## EXERCISE PROMPT
Retype the records below word for word, from the line with "If you could tag every instance of the black backpack" up to and including the line with "point(22, 363)".

[Object position labeling records]
------------------------------------

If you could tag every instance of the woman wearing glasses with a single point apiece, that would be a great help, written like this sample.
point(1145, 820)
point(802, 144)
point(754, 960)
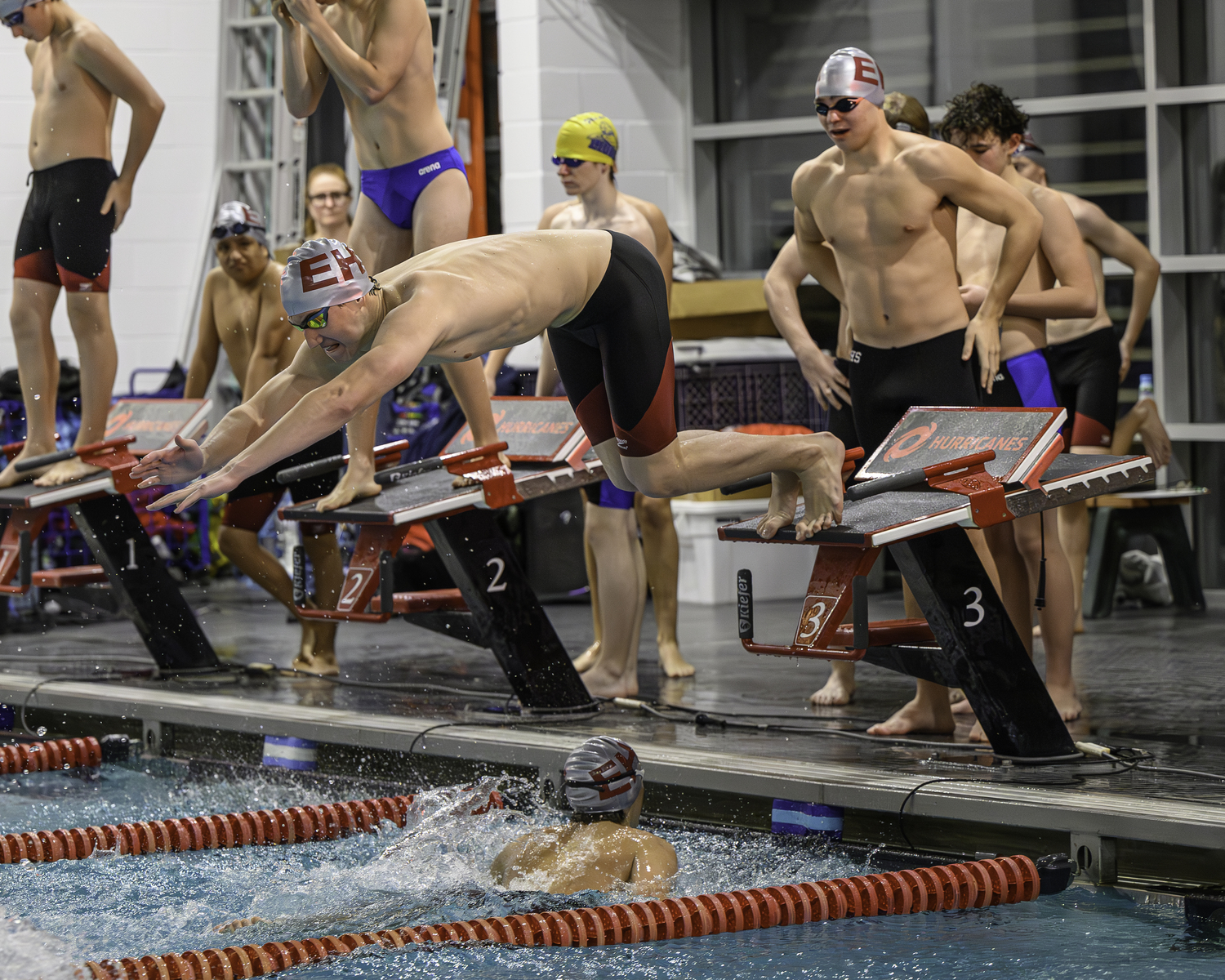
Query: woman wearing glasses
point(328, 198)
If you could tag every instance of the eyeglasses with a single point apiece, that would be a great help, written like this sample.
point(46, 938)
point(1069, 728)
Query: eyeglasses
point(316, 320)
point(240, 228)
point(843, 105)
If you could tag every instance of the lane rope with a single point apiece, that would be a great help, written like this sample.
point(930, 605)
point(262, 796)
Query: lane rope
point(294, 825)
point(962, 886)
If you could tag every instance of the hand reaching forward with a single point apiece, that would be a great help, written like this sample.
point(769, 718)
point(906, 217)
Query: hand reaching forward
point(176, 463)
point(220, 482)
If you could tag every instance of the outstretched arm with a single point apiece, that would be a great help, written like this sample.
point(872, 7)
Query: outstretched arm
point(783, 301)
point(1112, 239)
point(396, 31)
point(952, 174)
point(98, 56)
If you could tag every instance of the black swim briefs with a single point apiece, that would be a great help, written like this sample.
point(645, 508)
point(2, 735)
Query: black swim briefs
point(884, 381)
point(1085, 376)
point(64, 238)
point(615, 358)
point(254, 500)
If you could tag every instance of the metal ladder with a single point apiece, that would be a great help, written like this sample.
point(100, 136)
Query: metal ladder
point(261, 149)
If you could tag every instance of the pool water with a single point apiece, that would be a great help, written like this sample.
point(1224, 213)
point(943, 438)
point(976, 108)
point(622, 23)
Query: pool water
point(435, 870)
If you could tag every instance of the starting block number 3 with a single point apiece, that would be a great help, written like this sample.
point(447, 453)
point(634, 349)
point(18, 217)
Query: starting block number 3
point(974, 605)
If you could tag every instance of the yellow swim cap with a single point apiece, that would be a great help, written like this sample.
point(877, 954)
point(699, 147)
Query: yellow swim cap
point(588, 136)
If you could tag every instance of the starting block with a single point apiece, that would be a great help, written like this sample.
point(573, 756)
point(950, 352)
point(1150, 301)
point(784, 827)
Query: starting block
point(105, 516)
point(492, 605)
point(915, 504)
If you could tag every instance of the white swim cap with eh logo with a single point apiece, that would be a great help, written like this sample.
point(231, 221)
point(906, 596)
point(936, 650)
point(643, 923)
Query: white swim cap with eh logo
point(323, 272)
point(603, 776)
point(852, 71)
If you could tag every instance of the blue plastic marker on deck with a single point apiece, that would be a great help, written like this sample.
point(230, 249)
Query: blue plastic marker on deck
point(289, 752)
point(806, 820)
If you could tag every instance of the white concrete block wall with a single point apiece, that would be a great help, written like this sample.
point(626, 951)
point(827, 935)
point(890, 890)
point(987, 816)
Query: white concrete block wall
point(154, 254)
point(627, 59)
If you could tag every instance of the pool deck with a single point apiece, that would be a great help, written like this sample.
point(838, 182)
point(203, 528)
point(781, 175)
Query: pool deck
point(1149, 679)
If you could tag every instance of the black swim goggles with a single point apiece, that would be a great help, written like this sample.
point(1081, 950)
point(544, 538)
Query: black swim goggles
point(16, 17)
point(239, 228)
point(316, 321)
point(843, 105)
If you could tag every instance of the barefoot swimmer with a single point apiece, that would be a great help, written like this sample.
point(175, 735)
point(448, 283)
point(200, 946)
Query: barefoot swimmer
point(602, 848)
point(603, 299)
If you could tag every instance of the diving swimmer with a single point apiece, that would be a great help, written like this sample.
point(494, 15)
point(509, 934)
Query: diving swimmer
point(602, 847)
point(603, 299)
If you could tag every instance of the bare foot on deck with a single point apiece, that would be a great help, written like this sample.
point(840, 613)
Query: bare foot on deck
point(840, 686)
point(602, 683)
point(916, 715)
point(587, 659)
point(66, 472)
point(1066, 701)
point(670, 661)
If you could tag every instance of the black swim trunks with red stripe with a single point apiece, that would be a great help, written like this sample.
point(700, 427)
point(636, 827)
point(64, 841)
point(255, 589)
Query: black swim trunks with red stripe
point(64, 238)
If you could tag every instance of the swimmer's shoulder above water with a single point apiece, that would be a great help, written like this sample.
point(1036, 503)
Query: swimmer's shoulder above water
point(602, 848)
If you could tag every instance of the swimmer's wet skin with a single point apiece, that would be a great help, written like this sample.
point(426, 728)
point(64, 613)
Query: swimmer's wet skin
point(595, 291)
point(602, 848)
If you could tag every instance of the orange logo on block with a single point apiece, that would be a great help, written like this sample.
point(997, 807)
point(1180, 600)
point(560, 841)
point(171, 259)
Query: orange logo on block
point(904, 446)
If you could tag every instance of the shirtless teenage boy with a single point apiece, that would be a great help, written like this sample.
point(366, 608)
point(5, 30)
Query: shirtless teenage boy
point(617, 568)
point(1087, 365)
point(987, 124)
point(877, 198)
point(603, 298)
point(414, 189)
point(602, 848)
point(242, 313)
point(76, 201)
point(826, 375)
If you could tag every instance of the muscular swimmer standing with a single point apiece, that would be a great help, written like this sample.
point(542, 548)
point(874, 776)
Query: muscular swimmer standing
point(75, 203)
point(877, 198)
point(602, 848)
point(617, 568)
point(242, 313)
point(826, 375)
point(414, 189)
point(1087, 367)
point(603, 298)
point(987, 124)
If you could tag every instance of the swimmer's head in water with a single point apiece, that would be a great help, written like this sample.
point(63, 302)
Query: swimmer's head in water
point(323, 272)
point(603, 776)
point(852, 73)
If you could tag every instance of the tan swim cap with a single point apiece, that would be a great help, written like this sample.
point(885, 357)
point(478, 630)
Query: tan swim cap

------------------------------------

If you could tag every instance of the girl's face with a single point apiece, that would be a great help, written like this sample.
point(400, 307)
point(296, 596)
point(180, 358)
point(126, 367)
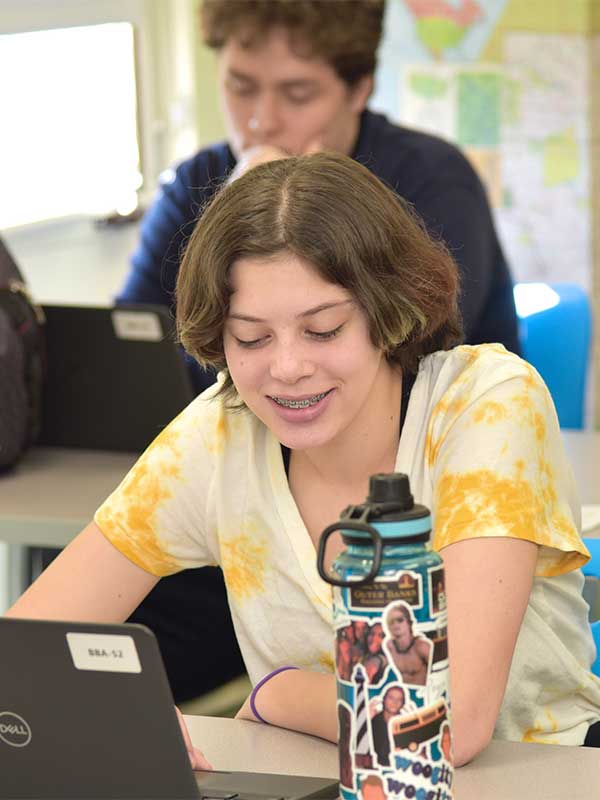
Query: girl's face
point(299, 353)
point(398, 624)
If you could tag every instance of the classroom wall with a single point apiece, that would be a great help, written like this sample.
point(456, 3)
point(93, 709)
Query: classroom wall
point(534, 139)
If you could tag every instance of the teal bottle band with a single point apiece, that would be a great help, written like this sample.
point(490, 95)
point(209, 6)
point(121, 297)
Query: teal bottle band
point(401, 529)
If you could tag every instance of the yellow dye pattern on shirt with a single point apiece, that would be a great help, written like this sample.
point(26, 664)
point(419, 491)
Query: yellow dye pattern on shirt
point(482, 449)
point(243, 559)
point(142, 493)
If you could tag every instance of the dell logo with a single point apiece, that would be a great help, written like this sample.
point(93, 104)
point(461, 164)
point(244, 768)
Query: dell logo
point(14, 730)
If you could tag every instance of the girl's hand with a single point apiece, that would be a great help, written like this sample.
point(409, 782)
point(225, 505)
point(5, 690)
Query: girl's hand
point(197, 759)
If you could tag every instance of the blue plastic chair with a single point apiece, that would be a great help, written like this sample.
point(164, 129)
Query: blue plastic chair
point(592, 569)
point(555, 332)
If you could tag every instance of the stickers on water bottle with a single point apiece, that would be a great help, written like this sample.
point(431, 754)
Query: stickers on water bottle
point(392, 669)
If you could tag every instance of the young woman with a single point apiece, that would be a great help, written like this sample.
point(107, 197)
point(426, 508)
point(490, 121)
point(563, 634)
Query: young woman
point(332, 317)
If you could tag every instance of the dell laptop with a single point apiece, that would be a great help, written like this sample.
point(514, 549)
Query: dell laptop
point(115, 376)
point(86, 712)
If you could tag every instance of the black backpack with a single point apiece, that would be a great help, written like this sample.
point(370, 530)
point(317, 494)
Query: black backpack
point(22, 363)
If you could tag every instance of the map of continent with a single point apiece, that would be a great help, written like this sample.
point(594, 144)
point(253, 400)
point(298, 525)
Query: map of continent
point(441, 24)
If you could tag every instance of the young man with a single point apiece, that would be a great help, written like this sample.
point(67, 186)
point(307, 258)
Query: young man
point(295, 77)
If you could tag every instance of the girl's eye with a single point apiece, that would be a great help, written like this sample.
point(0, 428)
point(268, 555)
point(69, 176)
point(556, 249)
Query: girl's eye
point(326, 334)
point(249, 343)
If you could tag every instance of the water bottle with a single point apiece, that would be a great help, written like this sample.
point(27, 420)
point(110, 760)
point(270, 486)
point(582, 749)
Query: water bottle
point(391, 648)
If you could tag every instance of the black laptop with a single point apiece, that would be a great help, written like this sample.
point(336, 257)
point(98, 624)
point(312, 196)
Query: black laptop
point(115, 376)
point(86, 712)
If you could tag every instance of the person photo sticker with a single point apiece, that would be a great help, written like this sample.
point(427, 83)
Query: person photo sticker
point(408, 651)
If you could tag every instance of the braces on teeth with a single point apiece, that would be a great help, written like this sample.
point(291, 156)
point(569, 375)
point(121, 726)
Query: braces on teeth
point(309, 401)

------------------------------------

## PROBLEM SOLUTION
If you could tag every instance of the black backpack with a single point apiece, that would be a great help, written like this sample.
point(370, 530)
point(317, 494)
Query: black backpack
point(22, 363)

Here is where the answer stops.